Given request:
Find every line in the listing below that contains the word "bare" and copy each of those lines. Case counts.

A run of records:
========
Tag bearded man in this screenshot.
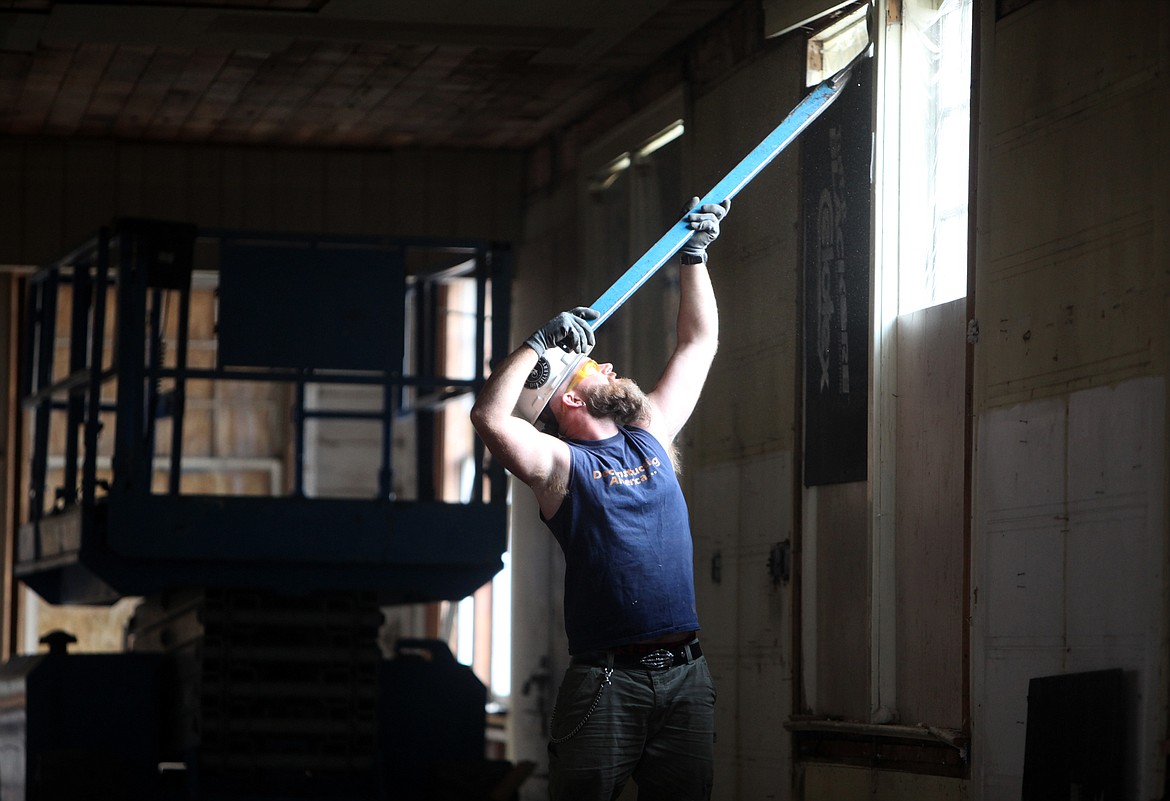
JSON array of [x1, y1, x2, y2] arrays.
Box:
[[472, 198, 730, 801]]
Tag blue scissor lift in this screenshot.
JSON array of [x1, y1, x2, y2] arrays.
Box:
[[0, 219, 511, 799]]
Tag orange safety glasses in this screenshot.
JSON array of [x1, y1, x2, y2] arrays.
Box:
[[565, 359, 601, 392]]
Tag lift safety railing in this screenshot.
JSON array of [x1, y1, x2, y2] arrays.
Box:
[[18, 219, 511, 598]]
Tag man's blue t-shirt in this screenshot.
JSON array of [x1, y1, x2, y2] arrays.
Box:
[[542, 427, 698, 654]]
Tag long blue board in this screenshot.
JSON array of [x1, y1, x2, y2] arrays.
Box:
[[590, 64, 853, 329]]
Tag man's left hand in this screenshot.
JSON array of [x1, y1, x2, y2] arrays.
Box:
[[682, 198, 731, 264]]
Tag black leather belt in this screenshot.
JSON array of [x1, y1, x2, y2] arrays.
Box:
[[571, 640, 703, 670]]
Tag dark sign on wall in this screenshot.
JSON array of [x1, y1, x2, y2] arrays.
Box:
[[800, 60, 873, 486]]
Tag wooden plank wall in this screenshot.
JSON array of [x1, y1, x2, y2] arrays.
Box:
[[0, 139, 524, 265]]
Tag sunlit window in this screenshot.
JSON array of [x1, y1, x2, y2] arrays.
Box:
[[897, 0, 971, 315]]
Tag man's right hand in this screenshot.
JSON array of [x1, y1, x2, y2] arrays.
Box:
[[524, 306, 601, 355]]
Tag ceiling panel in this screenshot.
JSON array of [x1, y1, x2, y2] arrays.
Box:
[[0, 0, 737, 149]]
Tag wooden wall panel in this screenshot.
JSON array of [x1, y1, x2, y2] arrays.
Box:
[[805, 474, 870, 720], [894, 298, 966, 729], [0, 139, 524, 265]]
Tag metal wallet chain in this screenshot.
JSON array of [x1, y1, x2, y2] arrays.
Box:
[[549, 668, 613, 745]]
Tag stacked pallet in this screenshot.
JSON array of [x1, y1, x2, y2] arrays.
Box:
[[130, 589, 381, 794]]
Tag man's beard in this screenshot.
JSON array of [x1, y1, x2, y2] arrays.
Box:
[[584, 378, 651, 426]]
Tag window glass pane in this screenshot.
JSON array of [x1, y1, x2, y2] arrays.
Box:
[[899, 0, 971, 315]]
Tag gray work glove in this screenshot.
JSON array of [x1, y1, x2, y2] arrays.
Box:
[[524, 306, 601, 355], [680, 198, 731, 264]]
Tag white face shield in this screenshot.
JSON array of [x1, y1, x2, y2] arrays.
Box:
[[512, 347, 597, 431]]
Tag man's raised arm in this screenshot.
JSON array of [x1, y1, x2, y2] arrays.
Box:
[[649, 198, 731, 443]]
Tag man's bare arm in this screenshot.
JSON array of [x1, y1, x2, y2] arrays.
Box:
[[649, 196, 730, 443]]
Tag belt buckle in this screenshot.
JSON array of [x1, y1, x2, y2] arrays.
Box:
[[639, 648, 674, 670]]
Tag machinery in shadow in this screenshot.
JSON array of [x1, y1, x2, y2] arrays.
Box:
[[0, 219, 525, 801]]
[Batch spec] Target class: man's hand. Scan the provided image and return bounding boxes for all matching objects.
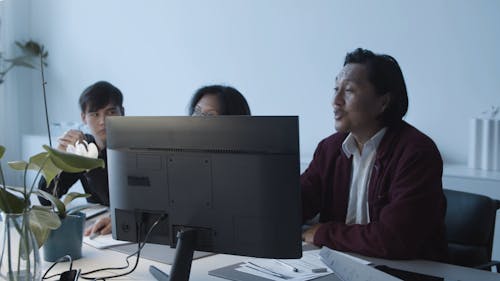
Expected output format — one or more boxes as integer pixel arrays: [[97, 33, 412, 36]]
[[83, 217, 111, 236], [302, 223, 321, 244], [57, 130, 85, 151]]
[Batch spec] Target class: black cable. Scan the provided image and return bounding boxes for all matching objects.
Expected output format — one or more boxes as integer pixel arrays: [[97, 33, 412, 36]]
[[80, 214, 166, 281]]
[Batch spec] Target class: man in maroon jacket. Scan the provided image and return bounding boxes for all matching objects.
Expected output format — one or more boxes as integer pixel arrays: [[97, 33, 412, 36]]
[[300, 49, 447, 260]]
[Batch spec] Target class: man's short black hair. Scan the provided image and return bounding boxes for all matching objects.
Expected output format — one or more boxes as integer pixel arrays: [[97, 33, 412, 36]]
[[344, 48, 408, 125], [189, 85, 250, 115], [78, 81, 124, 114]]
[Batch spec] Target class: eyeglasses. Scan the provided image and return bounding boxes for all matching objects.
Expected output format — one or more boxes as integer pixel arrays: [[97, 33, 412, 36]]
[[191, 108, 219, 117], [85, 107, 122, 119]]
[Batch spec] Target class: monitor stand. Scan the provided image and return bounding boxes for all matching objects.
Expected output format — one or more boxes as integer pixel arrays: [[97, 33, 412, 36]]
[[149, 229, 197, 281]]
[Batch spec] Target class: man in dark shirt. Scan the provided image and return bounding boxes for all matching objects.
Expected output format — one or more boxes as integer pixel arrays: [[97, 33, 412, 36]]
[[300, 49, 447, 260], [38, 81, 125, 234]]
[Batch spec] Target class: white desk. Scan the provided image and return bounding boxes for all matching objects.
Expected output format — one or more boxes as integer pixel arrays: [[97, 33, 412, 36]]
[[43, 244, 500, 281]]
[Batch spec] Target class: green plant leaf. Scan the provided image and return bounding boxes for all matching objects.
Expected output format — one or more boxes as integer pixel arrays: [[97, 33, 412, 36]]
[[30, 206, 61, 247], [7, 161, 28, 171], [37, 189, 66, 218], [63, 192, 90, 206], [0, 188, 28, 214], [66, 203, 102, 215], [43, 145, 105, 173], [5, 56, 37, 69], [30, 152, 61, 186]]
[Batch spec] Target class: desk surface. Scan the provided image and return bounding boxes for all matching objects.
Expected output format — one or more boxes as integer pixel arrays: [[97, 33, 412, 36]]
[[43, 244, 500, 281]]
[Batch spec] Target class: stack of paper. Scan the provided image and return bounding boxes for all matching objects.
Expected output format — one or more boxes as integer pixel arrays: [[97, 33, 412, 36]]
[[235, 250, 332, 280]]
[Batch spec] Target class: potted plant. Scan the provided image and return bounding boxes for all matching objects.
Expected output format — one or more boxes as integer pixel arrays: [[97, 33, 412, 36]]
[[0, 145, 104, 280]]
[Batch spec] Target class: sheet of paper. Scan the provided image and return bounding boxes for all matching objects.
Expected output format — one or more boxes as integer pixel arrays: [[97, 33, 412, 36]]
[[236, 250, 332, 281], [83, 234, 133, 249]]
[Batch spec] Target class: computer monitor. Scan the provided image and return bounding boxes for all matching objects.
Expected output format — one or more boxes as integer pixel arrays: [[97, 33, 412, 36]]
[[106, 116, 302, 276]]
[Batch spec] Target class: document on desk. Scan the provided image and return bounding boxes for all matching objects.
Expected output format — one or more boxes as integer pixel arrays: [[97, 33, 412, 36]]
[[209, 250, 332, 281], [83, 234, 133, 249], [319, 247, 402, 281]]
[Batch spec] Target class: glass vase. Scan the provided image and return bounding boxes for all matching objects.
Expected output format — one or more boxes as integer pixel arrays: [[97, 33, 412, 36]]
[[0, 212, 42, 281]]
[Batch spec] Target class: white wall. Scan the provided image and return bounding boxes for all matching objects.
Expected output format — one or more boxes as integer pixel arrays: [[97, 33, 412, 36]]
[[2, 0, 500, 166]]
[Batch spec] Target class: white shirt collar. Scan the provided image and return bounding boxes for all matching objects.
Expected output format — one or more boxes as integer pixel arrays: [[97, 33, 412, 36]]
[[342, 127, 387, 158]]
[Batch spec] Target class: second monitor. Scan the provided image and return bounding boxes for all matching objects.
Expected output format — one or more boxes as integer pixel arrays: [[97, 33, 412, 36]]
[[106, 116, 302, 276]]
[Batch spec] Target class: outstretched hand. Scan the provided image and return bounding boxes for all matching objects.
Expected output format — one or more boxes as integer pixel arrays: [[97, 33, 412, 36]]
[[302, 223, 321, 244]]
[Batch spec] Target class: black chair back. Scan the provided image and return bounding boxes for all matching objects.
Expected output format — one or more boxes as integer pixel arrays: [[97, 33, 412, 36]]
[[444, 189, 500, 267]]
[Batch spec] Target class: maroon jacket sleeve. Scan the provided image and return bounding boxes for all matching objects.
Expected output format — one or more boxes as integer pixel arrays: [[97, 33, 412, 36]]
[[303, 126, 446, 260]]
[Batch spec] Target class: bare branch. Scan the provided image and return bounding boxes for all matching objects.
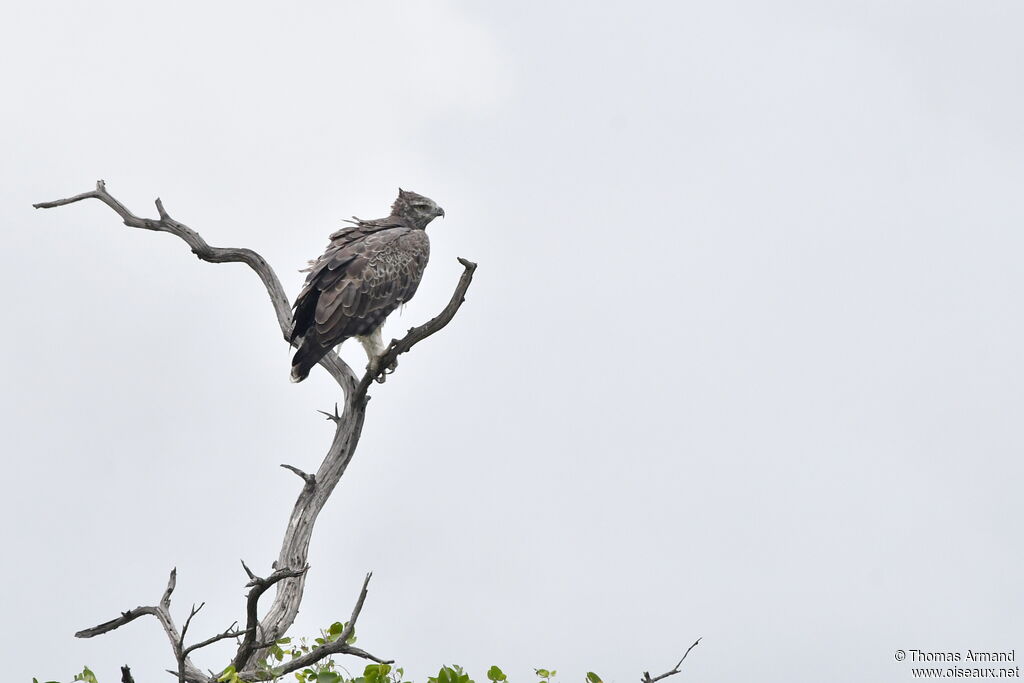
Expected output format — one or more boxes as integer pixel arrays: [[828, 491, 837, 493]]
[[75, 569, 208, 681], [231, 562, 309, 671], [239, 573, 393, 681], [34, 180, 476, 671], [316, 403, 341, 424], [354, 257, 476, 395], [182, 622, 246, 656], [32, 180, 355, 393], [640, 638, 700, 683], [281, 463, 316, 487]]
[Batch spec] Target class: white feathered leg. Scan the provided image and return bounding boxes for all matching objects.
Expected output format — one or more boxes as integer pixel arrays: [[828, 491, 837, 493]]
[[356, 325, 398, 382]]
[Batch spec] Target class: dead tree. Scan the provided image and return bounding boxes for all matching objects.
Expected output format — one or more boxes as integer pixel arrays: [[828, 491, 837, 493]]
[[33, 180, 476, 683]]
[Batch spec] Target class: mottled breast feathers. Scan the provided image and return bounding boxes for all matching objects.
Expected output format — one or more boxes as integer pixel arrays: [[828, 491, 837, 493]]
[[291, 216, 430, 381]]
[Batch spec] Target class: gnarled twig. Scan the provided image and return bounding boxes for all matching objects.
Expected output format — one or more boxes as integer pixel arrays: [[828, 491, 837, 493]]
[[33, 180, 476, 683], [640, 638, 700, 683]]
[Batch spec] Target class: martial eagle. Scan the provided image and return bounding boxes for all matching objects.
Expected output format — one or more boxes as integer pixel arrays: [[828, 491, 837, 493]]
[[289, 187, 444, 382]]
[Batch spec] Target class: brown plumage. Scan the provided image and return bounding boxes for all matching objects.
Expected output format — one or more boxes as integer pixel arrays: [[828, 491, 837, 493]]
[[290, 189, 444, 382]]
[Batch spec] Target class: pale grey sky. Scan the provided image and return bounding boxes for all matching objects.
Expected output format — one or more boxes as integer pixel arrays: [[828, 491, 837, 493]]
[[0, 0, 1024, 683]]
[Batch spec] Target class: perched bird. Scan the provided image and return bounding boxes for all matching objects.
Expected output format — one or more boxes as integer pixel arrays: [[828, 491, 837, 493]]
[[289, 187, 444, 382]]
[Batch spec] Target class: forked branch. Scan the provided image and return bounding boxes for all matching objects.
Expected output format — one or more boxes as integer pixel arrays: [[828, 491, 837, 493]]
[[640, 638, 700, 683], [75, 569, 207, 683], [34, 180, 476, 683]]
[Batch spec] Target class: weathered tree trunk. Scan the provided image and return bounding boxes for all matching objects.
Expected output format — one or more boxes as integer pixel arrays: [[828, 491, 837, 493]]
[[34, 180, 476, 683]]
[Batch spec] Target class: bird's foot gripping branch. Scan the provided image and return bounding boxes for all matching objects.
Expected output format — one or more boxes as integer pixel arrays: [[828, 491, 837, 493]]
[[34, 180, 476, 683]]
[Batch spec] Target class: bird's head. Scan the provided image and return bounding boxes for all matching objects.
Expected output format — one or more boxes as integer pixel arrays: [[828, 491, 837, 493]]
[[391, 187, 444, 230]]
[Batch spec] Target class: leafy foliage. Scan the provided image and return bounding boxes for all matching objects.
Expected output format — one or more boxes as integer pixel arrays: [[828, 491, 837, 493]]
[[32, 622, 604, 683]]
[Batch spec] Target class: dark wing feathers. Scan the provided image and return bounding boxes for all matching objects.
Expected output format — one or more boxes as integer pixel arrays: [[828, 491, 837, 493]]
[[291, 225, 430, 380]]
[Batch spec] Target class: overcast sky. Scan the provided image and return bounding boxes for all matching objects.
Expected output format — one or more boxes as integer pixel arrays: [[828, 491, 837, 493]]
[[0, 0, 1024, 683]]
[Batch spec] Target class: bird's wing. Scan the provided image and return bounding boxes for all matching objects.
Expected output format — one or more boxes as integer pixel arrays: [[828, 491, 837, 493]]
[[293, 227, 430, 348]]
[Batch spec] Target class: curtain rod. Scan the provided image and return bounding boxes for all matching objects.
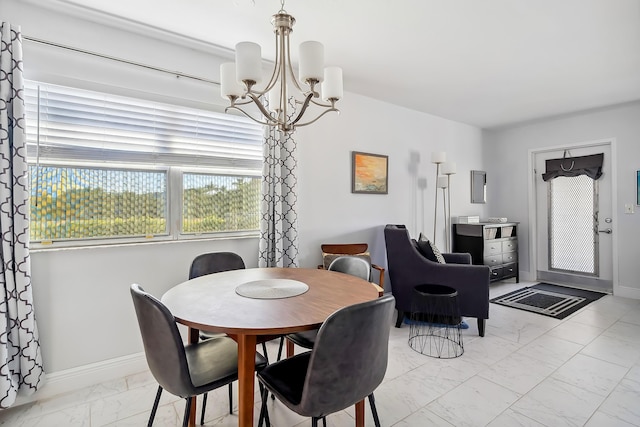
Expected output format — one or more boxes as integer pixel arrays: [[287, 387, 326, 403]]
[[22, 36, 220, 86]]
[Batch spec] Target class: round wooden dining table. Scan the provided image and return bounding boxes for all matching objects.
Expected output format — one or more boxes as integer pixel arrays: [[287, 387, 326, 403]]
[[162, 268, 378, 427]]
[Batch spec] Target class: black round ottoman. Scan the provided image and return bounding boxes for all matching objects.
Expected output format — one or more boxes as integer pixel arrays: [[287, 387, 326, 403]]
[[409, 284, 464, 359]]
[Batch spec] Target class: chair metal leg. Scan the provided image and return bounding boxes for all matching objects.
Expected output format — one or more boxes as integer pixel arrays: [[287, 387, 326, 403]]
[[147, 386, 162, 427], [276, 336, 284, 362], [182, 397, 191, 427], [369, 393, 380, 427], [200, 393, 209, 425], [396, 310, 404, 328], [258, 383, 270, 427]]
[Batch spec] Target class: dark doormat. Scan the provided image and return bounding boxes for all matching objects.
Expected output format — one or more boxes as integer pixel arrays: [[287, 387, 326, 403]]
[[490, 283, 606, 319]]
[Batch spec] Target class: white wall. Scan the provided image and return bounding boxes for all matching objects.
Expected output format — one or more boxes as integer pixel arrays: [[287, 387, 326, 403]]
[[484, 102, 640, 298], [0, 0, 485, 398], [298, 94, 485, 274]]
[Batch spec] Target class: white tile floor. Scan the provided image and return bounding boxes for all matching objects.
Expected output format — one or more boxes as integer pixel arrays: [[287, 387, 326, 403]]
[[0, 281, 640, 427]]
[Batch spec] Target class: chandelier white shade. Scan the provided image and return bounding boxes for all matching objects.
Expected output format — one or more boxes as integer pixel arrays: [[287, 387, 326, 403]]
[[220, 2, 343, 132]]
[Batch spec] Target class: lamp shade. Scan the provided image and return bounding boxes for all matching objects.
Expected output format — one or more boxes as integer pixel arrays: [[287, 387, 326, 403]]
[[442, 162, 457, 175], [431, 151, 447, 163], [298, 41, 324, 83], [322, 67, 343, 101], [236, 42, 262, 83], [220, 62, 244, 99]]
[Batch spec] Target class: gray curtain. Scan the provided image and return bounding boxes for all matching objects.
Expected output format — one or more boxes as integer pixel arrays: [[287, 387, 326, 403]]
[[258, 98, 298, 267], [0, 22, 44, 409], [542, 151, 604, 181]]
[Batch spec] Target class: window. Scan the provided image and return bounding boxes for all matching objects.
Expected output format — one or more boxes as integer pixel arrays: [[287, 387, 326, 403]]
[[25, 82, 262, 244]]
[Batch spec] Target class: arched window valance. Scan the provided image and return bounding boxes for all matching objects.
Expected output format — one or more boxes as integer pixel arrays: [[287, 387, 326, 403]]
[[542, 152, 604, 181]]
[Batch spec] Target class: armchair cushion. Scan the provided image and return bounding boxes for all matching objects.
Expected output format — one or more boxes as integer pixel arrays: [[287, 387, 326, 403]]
========
Task result:
Tag man's bare arm in this screenshot.
[Batch spec] Target class: bare branch. Scan the provided image and return bounding boxes for all matching objects.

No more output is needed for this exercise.